## Exercise prompt
Nothing in the data below may be left out; return all of it exactly.

══════════

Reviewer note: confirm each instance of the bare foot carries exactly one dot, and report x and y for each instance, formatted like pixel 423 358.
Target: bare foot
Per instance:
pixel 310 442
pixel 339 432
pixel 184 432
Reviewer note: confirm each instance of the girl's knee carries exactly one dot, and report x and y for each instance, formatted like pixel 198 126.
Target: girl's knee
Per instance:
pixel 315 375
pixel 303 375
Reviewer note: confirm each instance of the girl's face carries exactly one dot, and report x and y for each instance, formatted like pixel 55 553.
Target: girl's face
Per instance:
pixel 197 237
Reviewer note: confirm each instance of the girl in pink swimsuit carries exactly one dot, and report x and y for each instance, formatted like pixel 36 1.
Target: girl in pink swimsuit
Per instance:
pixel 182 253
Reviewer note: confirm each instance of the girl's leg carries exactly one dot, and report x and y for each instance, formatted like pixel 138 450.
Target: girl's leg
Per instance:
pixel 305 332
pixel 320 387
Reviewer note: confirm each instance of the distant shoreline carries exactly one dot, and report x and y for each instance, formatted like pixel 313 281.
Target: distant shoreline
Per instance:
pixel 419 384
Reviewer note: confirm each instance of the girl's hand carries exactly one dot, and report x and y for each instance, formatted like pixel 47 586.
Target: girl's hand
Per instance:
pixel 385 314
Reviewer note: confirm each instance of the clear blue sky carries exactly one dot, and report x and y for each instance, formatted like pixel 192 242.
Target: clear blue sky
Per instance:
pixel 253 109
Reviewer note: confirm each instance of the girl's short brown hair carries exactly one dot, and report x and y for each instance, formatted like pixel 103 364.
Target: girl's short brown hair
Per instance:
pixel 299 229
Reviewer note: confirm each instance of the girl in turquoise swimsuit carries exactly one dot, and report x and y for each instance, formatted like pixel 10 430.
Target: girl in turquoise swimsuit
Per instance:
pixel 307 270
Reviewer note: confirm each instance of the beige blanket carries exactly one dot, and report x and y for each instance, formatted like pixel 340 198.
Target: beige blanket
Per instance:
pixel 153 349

══════════

## Reply to the exercise
Reviewer note: confirm each instance of the bare foot carries exactly one dot, and report x and y for each instance, formatted like pixel 423 358.
Target: bare foot
Per instance:
pixel 310 442
pixel 339 432
pixel 184 432
Reviewer note: confirm each instance of the girl's knee carries exactly one dot, and report x and y for each instance, formatted like pixel 198 126.
Target: girl's knee
Per instance:
pixel 315 375
pixel 303 375
Reviewer note: confirm each instance of the girl's face carries exactly one dot, and report x and y for each instance, formatted like pixel 55 553.
Target: girl's face
Per instance:
pixel 197 237
Reviewer note: confirm each instance of the girl in pink swimsuit carries exactly one dot, and report x and y for each instance, formatted like pixel 36 1.
Target: girl in pink swimsuit
Per instance:
pixel 182 253
Reviewer note: confirm each instance of the girl's leg carries exactly one dot, and report x and y for each instance, formatted like pixel 138 450.
Target: girl's leg
Per instance:
pixel 305 332
pixel 320 387
Reviewer note: confirm each instance of the distant shoreline carries exactly one dot, and report x and y for each instance, formatted like pixel 313 281.
Target: distant shoreline
Per instance:
pixel 419 384
Reviewer note: confirm each instance of the girl's hand carries exactly one dot, and report x and y for each instance, formatted like pixel 47 586.
Target: girl's hand
Per instance:
pixel 385 314
Reviewer note: confirm each instance of the clear blue sky carries exactly one dot, and report x and y for each instance, formatted like pixel 192 242.
Target: clear blue sky
Per instance:
pixel 253 109
Reviewer note: confirm each instance of the girl's short brown hair carries exactly one dot, and report x and y for each instance, formatted like pixel 103 364.
Target: girl's short brown hair
Per instance:
pixel 299 229
Reviewer note: confirm each instance of the girl in turquoise swimsuit carries exactly one dot, and report x and y for each instance, formatted like pixel 10 430.
Target: girl in turquoise swimsuit
Per instance:
pixel 307 270
Reviewer note: confirm each instance of the beige blanket carries exactly one dot, and report x and y for each instance, formatted like pixel 340 198.
Target: beige blanket
Per instance:
pixel 153 349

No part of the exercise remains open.